<<<<
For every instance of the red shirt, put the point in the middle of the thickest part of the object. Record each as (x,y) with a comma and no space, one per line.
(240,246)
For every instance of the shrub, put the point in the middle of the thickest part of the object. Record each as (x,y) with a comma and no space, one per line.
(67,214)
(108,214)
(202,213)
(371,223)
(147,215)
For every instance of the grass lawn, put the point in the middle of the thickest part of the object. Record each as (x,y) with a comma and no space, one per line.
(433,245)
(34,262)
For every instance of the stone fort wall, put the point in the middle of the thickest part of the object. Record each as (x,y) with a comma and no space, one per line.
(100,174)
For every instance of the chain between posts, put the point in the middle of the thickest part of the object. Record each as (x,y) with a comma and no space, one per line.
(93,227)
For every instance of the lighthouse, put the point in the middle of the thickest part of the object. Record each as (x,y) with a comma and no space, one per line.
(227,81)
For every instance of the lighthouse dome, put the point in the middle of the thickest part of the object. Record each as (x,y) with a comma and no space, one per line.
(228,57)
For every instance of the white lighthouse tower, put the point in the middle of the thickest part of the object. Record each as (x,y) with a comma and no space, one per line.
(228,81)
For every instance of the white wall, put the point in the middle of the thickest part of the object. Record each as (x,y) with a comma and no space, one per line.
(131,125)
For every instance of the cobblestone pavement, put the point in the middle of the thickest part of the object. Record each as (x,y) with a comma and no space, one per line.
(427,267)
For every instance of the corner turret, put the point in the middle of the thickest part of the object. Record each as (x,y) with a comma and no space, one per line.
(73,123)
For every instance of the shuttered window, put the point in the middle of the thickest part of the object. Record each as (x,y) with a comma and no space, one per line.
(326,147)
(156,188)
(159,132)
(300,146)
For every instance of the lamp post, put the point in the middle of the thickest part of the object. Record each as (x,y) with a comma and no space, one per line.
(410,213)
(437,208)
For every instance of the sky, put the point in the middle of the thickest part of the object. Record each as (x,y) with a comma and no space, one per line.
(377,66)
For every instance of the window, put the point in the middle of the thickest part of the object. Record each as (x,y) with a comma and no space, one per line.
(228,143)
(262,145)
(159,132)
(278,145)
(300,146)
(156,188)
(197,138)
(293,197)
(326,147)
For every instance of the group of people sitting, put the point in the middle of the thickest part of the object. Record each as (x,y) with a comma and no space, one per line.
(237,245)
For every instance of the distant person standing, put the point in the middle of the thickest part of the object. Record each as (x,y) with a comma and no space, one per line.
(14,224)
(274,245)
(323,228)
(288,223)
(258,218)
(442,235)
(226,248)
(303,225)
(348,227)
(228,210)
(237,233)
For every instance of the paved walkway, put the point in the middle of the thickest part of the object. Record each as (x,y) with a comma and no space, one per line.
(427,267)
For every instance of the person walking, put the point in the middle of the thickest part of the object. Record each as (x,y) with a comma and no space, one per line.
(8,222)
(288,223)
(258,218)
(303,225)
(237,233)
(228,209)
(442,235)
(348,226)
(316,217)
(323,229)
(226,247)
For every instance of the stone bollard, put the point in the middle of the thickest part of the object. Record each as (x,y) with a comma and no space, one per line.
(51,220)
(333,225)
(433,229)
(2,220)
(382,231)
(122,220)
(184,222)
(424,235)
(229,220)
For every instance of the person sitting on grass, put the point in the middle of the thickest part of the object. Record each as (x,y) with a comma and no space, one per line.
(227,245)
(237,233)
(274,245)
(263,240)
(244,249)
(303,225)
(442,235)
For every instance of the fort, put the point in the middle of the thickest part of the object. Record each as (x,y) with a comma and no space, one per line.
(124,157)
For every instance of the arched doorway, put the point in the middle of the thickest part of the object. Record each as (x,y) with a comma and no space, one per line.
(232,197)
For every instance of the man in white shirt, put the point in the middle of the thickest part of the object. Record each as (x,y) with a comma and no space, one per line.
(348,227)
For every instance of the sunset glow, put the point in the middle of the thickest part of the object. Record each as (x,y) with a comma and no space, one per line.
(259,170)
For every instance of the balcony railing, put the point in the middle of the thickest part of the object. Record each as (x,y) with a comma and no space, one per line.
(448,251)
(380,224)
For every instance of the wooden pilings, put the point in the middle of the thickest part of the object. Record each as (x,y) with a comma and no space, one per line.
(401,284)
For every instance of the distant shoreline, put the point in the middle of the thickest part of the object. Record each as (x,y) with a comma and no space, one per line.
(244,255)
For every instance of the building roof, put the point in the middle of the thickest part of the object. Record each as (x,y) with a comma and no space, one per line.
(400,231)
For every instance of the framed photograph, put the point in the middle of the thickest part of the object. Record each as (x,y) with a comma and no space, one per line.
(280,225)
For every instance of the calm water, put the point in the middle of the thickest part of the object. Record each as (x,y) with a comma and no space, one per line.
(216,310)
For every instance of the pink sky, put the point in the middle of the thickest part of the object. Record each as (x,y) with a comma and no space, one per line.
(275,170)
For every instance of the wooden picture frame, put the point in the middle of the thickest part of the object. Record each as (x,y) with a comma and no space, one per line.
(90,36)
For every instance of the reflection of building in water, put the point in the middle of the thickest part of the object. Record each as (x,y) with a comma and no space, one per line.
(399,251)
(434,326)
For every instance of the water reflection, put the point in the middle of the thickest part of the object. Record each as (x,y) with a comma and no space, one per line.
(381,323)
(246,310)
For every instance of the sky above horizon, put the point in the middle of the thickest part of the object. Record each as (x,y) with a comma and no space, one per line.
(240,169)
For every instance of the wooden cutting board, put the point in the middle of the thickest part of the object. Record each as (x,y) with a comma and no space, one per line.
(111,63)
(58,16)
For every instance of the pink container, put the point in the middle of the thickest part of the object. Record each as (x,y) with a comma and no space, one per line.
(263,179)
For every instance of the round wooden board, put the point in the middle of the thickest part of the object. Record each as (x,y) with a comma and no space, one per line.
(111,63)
>>>>
### Problem statement
Make an exact copy of the records.

### Result for this exercise
For every instance of the red shirt, put the point in the middle of the thickest part of the object. Record each as (x,y) with a comma and no space, one per line.
(240,246)
For every instance of the shrub, put the point in the middle of the thickest part of the object. Record each as (x,y) with a comma and no space, one per line.
(67,214)
(108,214)
(202,213)
(371,223)
(147,215)
For every instance of the grass lawn, put the point in the middle of the thickest part of the object. Record each as (x,y) with a comma and no space, one per line.
(433,245)
(34,262)
For every instance of the stone fort wall, put the point in the middle of the thickest part of the object. Record each as (x,y) with a comma and no space, one per line.
(100,174)
For every instance of the chain between posts, put the point in the middle of the thickest part of the object. Record each as (x,y) with a comma and no space, one per line.
(93,227)
For every instance of the lighthouse, put the point in the middle of the thickest part of the object. Record each as (x,y) with a comma and no space, one per line.
(227,81)
For every instance of the lighthouse dome, put the point in the middle of the thickest part of the object. Record each as (x,y) with a comma and no space, one per line.
(228,57)
For every instance of the white lighthouse tower, put the point in the middle of the thickest part of the object. Record each as (x,y) with a comma and no space, one per line.
(228,81)
For every instance of the white wall, put the point in the middle of the thickest part of the object. Record each as (x,y) with a comma and no space, one per line.
(131,125)
For every instance of the cobblestone pavement, put the point in the middle of the thickest part of the object. Record each as (x,y) with a comma and no space, one per line.
(427,267)
For every instance of the corner turret, put the point in the middle of the thickest part of the object. Record each as (x,y) with a comma and no space, one per line.
(73,123)
For every instance of the shuttered window, put the point in the middle of the thickest part of the object. Record each as (x,y) with a comma and no space, one per line.
(326,147)
(156,188)
(159,132)
(300,146)
For every instance of the lamp post, put the point in the middle of the thickest part of the object. Record each as (x,y) with a comma and no space, one per line.
(410,213)
(437,208)
For every instance of the sky, put the point in the middle of the thickest part of the object. Record each as (x,y) with a comma and no space, one per line.
(377,66)
For every instance of the window, put the point in the middle of the thickest part of the object. Record each as (x,y) with a comma and no space, one per line.
(228,143)
(262,145)
(159,132)
(278,145)
(300,146)
(156,188)
(197,138)
(293,197)
(326,147)
For every instance of the group of people sitting, put the point in the middle of the thickest part of the object. Record each as (x,y) with a comma and no space, one per line.
(237,245)
For every instance of the distant person standing, put the point in the middle of the thickest part of the object. Record each as (x,y) with a comma and no space, one per line.
(14,224)
(274,245)
(323,228)
(288,223)
(258,218)
(442,235)
(226,248)
(303,225)
(348,227)
(228,210)
(237,233)
For every instance of the paved walkway, put the point in the middle of the thickest part of the object. Record each as (x,y) with a comma and no space, one per line.
(427,267)
For every instance of the person walking, put the point in the middle of the thickest part of the object. Record each as (x,y) with a comma and no space, one per line.
(8,222)
(288,223)
(258,218)
(303,225)
(237,233)
(228,209)
(442,235)
(348,226)
(316,217)
(323,229)
(226,247)
For every instance of the stone bollard, put the point in the middle of the thickest part of the object. Record each as (x,y) with a comma and no space, one per line.
(51,220)
(333,225)
(433,229)
(2,220)
(382,231)
(122,220)
(184,222)
(424,235)
(229,220)
For every instance of the person sitting on grass, put the point in the middle of the thickest part of the object. Record each as (x,y) with a comma and no space, one per line.
(227,245)
(237,233)
(274,245)
(263,240)
(244,249)
(303,225)
(442,235)
For every instance of the fort, put the point in the middle of the thickest part of the object. Record each as (x,y) with a comma and no space, one per line.
(124,157)
For every instance of the arched doorway, put the point in the middle of the thickest part of the object. Record each as (x,y) with a comma and no space, one per line.
(232,197)
For every instance of the man in white shirt, put the point in the middle of the thickest part of the object. Record each as (x,y) with a comma and no space, one per line.
(348,227)
For every instance of the sunset glow, put the point in the middle of the thickest part of the object. Record each as (x,y) with a comma and no space, one per line.
(259,170)
For every instance of the balcony railing, put the point in the middle of the thickest part of the object. Record each as (x,y) with a comma and no space, one per line.
(448,251)
(380,224)
For every instance of the wooden pilings, put the point in the middle of the thickest part of the object. Record each as (x,y) with a comma and no space, one per line.
(401,284)
For every instance of the distant shoreline, put the point in the middle of the thickest part of the object. Record each as (x,y) with a comma and no space, one per line.
(244,255)
For every instance of the building roof, put the point in the middle of the thickest part of the object. Record each as (x,y) with a comma and no space, one per line.
(400,231)
For every instance of the framed photograph, put the point in the middle of the thickest part of the object. Record each as (x,y) with a comma and no space, one per line.
(280,225)
For every instance of the calm water, put the point in the middle of the thickest part of the object. Record each as (x,y) with a comma and no space, one per line.
(216,310)
For every instance of the pink sky, put the point in the middle of the thickest part of the object. Record each as (x,y) with a comma and no space, one per line.
(275,170)
For every instance of the wooden picture frame, put the point in the middle of the thickest part of the object. Record each as (x,y) with a comma and no space, one per line.
(90,36)
For every instance of the reflection of building in water, put the point in the middle of the thickest part of the object. Record each as (x,y) with a comma and no space, one per line.
(399,251)
(434,326)
For every instance of the water reflection, put the point in the middle of the thickest part of the object. Record each as (x,y) with a comma and no space, one per line.
(381,323)
(246,310)
For every instance of the sky above horizon, put the point in the middle of the thickest part of the object. Record each as (x,y) with a comma and no space, one per line.
(240,169)
For every instance of the wooden cutting board, put the point in the middle of the thickest part of the object. Record each as (x,y) with a comma and no space, one per line.
(111,63)
(58,16)
For every instance of the pink container, put the point in the middle of the thickest part of the object. Record each as (x,y) with a comma and no space, one per line.
(263,179)
For every instance of the round wooden board, put the point in the middle of the thickest part of the object. Record each as (x,y) with a comma and no space, one per line.
(111,63)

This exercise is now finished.